→ **WHAT THE TASK REQUIRES**
Find the line that contains "the fork in". Then set down that line and all the lines after it, to the end of the records, exactly and with nothing added.

Stored items:
+++++
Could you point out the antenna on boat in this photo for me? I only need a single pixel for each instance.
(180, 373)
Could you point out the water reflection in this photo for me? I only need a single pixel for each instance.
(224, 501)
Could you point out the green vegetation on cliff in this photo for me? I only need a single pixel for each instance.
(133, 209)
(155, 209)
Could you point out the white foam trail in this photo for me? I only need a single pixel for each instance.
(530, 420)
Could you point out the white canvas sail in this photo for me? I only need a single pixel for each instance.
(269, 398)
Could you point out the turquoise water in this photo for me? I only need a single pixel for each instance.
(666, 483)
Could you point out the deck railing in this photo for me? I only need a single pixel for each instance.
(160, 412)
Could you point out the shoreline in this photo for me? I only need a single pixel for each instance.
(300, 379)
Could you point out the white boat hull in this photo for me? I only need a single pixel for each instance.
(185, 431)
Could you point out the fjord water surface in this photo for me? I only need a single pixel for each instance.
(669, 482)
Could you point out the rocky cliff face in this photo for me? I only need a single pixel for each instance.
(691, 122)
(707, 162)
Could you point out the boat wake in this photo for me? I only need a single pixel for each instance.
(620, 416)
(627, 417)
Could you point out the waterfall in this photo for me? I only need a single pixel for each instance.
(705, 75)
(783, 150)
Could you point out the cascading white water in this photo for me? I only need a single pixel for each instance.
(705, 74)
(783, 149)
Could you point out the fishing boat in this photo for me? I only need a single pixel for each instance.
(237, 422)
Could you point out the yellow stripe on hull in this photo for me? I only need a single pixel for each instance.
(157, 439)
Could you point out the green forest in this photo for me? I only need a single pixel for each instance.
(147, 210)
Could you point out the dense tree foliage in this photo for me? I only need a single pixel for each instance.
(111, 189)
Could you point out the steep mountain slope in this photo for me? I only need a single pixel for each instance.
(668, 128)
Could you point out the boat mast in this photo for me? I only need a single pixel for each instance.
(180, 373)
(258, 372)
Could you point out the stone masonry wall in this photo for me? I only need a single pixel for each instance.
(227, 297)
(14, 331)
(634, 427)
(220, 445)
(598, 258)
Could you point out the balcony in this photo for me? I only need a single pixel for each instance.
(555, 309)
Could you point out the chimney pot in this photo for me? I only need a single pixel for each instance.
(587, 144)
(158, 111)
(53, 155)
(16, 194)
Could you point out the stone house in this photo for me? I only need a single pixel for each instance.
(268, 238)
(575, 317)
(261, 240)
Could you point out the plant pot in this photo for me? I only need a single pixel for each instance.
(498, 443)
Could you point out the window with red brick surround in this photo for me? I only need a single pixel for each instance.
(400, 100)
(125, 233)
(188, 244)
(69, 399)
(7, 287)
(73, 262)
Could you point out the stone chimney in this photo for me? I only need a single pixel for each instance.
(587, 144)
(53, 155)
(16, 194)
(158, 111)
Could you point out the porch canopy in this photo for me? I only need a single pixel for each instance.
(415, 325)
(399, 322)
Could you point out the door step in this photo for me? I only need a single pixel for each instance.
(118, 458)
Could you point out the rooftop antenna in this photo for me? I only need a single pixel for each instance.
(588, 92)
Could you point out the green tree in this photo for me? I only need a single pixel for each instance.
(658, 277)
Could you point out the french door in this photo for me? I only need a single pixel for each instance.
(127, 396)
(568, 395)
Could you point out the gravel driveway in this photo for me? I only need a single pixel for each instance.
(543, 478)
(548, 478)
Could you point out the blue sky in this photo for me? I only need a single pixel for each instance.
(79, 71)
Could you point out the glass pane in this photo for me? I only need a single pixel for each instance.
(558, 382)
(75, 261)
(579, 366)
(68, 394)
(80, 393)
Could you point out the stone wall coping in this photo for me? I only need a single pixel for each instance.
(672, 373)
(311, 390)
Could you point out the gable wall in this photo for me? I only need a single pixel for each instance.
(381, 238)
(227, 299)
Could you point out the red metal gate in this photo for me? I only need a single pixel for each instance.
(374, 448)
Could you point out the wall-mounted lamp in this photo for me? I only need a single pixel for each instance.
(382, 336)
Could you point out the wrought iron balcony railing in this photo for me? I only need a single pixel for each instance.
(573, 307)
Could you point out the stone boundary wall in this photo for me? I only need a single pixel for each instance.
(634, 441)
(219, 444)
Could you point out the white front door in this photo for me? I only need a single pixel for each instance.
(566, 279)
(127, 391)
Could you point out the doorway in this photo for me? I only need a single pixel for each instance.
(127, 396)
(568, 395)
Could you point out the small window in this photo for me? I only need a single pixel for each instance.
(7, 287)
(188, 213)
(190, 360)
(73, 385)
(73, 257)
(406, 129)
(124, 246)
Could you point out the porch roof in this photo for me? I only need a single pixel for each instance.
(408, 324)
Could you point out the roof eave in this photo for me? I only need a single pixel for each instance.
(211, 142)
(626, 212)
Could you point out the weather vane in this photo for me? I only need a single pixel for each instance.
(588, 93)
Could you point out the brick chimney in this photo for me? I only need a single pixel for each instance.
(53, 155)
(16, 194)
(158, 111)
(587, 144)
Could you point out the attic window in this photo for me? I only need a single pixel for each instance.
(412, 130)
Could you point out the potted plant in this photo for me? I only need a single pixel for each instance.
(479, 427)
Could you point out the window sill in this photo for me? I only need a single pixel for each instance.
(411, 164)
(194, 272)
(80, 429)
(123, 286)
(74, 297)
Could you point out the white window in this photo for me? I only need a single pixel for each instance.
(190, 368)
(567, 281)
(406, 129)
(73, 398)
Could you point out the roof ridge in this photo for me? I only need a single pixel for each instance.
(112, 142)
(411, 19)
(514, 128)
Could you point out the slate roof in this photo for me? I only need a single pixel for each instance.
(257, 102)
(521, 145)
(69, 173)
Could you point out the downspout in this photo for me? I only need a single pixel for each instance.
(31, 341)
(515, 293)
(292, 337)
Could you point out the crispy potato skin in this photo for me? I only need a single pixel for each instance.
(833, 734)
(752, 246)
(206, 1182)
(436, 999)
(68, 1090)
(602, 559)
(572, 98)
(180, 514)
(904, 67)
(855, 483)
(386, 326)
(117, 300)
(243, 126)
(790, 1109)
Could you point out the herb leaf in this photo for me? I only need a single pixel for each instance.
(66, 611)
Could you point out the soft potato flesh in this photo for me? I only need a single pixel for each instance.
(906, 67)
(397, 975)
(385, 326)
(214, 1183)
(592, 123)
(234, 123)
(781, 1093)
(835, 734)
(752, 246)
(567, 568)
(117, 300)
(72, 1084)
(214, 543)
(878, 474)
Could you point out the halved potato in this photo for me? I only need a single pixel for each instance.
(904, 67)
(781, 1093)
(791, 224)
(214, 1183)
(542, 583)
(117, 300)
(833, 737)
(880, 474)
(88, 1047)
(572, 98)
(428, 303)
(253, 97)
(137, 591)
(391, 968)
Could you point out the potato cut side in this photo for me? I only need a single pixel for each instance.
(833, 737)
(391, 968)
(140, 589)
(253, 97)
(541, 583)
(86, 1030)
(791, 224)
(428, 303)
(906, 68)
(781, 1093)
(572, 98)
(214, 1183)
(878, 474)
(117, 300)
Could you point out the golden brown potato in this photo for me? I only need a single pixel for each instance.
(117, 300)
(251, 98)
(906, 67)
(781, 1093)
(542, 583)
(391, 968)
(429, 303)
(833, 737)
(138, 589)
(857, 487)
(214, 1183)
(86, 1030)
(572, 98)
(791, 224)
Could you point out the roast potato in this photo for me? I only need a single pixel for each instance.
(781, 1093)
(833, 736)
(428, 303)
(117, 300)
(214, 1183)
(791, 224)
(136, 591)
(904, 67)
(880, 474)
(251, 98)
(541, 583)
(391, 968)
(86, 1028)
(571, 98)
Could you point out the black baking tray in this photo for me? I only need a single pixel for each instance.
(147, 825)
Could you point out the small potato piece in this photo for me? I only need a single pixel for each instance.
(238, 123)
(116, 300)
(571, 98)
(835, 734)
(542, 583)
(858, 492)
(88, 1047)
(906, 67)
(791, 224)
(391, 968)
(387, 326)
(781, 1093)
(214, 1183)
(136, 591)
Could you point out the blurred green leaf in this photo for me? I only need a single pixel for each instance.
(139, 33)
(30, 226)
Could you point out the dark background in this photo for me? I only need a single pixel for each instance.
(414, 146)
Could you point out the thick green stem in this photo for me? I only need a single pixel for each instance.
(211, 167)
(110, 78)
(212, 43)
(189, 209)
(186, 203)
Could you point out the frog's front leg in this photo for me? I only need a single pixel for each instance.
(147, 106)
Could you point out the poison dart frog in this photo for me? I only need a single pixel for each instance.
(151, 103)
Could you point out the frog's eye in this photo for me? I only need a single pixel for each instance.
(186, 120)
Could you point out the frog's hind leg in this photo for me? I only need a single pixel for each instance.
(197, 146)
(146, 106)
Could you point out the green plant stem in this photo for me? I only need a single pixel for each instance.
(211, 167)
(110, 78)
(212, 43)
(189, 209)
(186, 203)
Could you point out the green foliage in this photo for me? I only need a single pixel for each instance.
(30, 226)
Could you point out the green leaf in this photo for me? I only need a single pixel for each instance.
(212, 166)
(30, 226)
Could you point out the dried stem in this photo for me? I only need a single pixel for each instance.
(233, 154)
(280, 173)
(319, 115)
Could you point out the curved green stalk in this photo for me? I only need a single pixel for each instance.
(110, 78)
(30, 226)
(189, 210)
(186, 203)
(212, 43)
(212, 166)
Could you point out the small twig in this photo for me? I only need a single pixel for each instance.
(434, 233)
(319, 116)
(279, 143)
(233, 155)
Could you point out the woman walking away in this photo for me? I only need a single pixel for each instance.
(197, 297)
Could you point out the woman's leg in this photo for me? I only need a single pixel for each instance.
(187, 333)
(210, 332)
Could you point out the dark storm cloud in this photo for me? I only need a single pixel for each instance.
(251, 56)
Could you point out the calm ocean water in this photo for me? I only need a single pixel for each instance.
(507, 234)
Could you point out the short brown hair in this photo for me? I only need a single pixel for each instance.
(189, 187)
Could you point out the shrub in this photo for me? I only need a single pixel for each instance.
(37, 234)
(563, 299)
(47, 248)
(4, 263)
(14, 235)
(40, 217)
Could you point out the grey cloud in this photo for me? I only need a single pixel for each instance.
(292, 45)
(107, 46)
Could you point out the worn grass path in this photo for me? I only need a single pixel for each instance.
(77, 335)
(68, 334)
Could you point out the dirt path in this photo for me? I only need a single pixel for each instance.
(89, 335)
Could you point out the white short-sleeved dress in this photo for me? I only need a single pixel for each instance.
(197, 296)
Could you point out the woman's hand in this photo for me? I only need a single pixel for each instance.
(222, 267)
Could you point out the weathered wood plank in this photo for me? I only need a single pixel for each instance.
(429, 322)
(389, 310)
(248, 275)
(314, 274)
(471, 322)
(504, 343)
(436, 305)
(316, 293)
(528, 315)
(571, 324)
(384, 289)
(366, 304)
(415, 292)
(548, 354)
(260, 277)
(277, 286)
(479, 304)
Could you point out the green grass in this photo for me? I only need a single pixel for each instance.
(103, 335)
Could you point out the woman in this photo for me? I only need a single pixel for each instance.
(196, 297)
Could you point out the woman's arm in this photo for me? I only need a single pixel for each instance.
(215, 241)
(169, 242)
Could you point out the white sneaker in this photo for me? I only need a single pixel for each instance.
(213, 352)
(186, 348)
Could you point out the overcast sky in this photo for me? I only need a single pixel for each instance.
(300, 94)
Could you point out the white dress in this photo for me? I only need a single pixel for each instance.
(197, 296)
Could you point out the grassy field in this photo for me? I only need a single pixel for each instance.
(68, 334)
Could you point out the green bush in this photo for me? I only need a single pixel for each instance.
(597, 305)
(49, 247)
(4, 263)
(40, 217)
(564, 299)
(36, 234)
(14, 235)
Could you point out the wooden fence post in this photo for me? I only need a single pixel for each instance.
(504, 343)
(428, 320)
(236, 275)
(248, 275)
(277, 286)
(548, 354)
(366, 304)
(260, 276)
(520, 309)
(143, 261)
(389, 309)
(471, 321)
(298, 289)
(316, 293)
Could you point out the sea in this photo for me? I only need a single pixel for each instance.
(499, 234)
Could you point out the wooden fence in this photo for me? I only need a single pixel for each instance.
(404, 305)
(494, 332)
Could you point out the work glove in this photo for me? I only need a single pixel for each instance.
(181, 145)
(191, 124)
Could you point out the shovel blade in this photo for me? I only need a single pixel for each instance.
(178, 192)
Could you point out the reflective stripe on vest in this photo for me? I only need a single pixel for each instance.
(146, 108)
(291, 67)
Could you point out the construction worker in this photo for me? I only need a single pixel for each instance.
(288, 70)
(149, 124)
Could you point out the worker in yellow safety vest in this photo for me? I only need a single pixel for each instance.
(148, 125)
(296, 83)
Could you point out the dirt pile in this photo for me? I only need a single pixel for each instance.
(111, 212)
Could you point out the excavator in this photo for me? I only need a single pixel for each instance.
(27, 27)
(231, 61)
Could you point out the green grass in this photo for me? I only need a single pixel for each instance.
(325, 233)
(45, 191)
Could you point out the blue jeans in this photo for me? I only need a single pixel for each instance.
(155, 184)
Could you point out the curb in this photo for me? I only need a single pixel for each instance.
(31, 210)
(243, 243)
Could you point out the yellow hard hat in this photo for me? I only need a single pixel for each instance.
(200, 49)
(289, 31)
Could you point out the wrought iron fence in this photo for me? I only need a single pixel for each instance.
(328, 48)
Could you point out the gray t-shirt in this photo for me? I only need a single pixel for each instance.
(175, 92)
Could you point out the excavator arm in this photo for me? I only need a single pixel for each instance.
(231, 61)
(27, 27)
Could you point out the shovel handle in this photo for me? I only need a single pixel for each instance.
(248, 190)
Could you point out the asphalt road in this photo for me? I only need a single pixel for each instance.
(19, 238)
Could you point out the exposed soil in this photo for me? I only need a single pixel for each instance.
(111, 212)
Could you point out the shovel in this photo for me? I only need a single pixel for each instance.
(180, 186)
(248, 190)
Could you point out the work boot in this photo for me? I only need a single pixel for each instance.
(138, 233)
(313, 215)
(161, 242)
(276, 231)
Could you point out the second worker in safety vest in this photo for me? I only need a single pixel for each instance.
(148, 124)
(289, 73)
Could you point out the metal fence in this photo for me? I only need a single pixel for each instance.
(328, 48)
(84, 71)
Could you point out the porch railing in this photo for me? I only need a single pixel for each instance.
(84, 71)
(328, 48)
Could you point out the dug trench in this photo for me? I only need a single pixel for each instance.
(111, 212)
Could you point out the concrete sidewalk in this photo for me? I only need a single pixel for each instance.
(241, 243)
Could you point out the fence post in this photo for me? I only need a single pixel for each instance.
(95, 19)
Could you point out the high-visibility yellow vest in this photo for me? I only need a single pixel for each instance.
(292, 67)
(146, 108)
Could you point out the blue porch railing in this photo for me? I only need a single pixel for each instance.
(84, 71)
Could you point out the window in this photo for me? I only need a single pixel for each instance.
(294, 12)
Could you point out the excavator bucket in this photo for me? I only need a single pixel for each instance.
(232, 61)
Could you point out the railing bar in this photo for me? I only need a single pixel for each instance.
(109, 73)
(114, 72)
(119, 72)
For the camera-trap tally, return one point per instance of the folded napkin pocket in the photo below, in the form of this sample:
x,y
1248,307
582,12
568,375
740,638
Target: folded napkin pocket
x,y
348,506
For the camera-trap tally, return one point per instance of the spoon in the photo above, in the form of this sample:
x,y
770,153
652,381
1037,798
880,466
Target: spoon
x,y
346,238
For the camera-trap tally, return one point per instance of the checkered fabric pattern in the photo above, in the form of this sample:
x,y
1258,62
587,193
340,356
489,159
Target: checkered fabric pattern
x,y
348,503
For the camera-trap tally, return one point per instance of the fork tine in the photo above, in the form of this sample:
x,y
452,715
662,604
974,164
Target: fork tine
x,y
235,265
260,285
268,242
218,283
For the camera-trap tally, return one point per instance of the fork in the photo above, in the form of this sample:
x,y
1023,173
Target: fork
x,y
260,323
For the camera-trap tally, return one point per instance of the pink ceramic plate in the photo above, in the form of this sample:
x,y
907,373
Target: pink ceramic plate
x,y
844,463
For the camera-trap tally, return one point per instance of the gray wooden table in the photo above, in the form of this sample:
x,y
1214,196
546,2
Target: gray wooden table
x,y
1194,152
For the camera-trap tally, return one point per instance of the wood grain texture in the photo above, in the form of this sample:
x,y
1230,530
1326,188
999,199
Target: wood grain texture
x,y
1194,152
+++++
→ **RESULT FOR THIS EXERCISE**
For the camera-trap tally, return one point per instance of the fork in the photo above, in the form of this sample:
x,y
1023,173
Target: fork
x,y
260,323
For the camera-trap tally, return one point per instance of the pink ceramic plate in the photo above, in the form of this sample:
x,y
907,373
Target: pink ceramic plate
x,y
844,463
For the camera-trap tally, return one point per instance of the gray wooden table in the photo above, in the form of this sample:
x,y
1214,196
546,2
Target: gray wooden table
x,y
1194,152
For the camera-trap tally, return one point per instance of the wood grain texture in the photo above, in the form of this sample:
x,y
1230,530
1326,188
999,199
Target: wood grain texture
x,y
1194,152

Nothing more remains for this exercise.